**EXERCISE TASK**
Reproduce the listing below with every occurrence of "position of each" replaced by "location of each". Leave everything else unchanged.

——————

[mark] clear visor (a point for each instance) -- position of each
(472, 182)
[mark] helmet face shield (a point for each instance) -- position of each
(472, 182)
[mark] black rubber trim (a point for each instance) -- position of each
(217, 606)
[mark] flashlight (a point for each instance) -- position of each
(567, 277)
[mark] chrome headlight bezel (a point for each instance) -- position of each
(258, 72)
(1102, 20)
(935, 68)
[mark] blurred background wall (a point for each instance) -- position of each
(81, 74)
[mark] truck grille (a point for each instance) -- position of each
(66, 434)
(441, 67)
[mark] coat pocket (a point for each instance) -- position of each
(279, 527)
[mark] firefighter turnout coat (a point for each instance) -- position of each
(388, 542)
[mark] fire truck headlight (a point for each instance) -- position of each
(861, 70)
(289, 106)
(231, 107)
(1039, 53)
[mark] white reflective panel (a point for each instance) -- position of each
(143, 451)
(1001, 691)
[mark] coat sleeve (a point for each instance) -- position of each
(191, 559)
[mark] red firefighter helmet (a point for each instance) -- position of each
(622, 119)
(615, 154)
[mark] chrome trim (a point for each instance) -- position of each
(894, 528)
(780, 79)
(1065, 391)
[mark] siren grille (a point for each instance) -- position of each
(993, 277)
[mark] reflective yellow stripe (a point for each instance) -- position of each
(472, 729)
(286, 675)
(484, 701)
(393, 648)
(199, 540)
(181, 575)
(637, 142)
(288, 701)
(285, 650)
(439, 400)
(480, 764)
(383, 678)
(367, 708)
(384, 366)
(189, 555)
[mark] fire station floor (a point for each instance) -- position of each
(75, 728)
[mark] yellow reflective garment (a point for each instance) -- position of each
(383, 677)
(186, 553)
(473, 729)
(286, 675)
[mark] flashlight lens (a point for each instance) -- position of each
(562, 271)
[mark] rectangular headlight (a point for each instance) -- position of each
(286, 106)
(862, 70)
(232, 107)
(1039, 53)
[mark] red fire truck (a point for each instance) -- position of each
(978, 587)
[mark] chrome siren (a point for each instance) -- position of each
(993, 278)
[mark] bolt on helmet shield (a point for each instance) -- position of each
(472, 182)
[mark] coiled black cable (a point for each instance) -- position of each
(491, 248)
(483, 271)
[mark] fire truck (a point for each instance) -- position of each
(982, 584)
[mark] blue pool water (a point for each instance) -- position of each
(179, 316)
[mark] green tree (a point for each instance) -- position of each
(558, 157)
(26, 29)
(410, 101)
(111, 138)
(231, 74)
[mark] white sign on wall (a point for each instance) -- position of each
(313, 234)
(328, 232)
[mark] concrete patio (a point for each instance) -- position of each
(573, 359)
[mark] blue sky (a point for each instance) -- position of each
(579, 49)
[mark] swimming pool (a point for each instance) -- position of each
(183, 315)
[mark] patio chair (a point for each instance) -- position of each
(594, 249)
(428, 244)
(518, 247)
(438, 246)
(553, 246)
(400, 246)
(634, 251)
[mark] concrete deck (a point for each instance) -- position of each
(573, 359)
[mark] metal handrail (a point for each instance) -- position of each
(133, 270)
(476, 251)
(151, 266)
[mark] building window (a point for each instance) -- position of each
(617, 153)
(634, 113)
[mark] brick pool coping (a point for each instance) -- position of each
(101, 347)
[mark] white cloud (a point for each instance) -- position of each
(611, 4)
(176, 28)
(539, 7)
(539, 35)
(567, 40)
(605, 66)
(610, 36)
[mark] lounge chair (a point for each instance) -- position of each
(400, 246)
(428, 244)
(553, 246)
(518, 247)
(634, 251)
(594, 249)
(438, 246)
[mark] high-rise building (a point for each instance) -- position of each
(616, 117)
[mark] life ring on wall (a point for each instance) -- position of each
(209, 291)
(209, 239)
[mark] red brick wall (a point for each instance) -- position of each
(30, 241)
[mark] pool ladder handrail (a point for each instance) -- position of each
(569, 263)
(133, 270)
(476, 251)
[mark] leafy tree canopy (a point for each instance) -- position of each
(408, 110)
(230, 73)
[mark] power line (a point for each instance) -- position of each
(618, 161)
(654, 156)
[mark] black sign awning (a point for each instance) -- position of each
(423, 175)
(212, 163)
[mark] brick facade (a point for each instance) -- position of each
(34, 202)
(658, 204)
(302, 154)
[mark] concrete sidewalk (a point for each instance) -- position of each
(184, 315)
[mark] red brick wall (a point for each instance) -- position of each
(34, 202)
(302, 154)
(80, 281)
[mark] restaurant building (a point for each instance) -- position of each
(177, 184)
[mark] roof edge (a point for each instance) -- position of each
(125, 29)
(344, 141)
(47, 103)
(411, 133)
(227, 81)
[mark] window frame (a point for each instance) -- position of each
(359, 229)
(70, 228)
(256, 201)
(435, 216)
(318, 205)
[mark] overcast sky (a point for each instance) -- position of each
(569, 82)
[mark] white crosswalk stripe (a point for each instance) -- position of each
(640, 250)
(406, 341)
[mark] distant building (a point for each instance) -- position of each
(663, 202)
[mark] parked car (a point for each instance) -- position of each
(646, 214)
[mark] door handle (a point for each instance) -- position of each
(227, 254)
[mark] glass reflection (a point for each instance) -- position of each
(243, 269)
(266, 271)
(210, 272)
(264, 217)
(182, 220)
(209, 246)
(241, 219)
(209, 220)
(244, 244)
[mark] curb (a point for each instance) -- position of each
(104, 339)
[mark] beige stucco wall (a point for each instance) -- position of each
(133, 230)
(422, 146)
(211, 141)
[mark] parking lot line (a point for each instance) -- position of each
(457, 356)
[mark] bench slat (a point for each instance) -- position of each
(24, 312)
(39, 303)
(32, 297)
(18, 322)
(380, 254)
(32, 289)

——————

**RESULT OF THIS TASK**
[mark] clear visor (a point for each instance) -- location of each
(472, 182)
[mark] helmet face shield (a point for each instance) -- location of each
(472, 182)
[mark] black rubber trim (a point for each instance) -- location of each
(217, 606)
[mark] flashlight (a point for each instance) -- location of each
(567, 277)
[mark] chrome headlight bezel (a point for each instance) -- location of each
(258, 72)
(1102, 20)
(935, 68)
[mark] blurred background wall (a point for each instance) -- location of each
(81, 74)
[mark] truck grille (a point for each instance) -- location of each
(66, 434)
(441, 67)
[mark] coat pocket (a point for each instance) -- location of each
(279, 527)
[mark] firefighter turnout coat (a point for each instance) -- location of each
(388, 542)
[mark] fire truck headlight (a point for each instance) -- location of each
(861, 70)
(289, 106)
(231, 107)
(1039, 53)
[mark] white reflective panel (a point for each instance) -- location of each
(143, 451)
(1001, 691)
[mark] coat sleeve (a point for each instance) -- location of each
(191, 559)
[mark] red firefighter helmet (a point for each instance) -- location of each
(622, 119)
(615, 154)
[mark] chrome trim (a point for each instance) -- location of each
(894, 528)
(780, 79)
(1065, 391)
[mark] siren grille (a point for each instance) -- location of each
(993, 277)
[mark] reflective yellow stripe (a point for each instance) -- location of each
(472, 729)
(286, 675)
(484, 701)
(393, 648)
(199, 540)
(181, 575)
(637, 142)
(288, 701)
(285, 650)
(439, 400)
(480, 764)
(383, 678)
(367, 708)
(384, 366)
(189, 555)
[mark] fire station floor (a point for each instance) -- location of each
(75, 728)
[mark] yellow reflective garment (a point for each instance) -- location of each
(383, 677)
(186, 553)
(473, 729)
(286, 675)
[mark] flashlight lens (a point for each instance) -- location of each
(562, 271)
[mark] rectangular headlight (a point for each instance) -- location of each
(286, 106)
(862, 70)
(232, 107)
(1039, 53)
[mark] red fire truck (a point for each instance) -- location of each
(978, 587)
[mark] chrome siren (a point for each instance) -- location of each
(993, 278)
[mark] bolt on helmet shield (a point for each instance) -- location of each
(472, 182)
[mark] coiled black cable (a point for each instance) -- location of each
(491, 248)
(483, 271)
[mark] fire truck (a point for each instance) -- location of each
(982, 584)
[mark] blue pool water (a point for each instance) -- location of each
(179, 316)
[mark] green tree (a point for each instance) -- location of each
(558, 157)
(26, 29)
(410, 101)
(111, 138)
(231, 74)
[mark] white sign on wall (a point for each instance) -- location of each
(313, 234)
(328, 232)
[mark] concrete patio (a point for each instance) -- location of each
(573, 359)
[mark] blue sky (a point for each instance) -- location of each
(579, 49)
[mark] swimming pool (a point for each instance) -- location of each
(183, 315)
[mark] patio chair (a point for each instance) -- location of each
(594, 249)
(428, 244)
(518, 247)
(438, 246)
(553, 246)
(400, 246)
(634, 251)
[mark] concrete deck (a point for each instance) -- location of each
(573, 359)
[mark] metal handrail (a point for each instance) -- location of each
(133, 270)
(476, 251)
(151, 266)
[mark] building window (a point for each instance) -- location of each
(617, 153)
(634, 113)
[mark] brick pool coping (a point for each instance) -- location of each
(101, 347)
[mark] white cloud (a point for each instance) -- location of each
(611, 4)
(176, 28)
(539, 7)
(539, 35)
(567, 40)
(605, 66)
(610, 36)
[mark] lounge chair (a point for each instance) -- location of each
(400, 246)
(428, 244)
(553, 246)
(518, 247)
(634, 251)
(594, 249)
(438, 246)
[mark] high-rise building (a point for each instance) -- location of each
(616, 117)
[mark] life ring on wall (a point for each instance) -- location of each
(209, 291)
(209, 239)
[mark] red brick wall (a point for each instance) -- location of each
(30, 241)
[mark] pool ladder handrail (a point for each instance) -- location of each
(569, 263)
(133, 270)
(476, 251)
[mark] leafy tree canopy (a point for each instance) -- location of each
(408, 110)
(230, 73)
[mark] power line (a point for each instance) -- location of each
(618, 161)
(654, 156)
[mark] black sign awning (a point for each instance) -- location of each
(423, 175)
(212, 163)
[mark] brick facade (a point for each instance) -- location of each
(34, 202)
(658, 204)
(302, 154)
[mark] concrete sidewalk (a point for each instance) -- location of each
(184, 315)
[mark] red brick wall (a point for each instance) -- location of each
(34, 202)
(302, 154)
(80, 281)
[mark] restaurant building (a point for each instance) -- location of each
(177, 184)
[mark] roof edge (a point for each instance) -- location of each
(125, 29)
(344, 141)
(47, 103)
(411, 133)
(227, 81)
[mark] window frame (a point for each instance) -- location of each
(359, 229)
(70, 228)
(256, 201)
(435, 216)
(318, 205)
[mark] overcast sky (a point for each instance) -- location of each
(569, 82)
[mark] white crosswalk stripe (a point for each instance) -- location of each
(640, 250)
(406, 341)
[mark] distant building (a point for each instance) -- location of each
(663, 202)
[mark] parked car (a point for each instance) -- location of each
(646, 214)
[mark] door handle (a point for each instance) -- location of each
(227, 254)
[mark] glass reflection (a point for each instance) -- location of each
(243, 269)
(266, 271)
(210, 272)
(264, 217)
(182, 220)
(209, 246)
(241, 219)
(209, 220)
(244, 244)
[mark] curb (a point for each instance) -- location of each
(104, 339)
[mark] beige stucco wall (a point for each instance) -- location of each
(133, 230)
(422, 146)
(211, 141)
[mark] parking lot line (a point for each instance) -- location of each
(457, 356)
[mark] bench slat (a point for each instance) -- location of each
(24, 312)
(39, 303)
(32, 297)
(18, 322)
(380, 254)
(32, 289)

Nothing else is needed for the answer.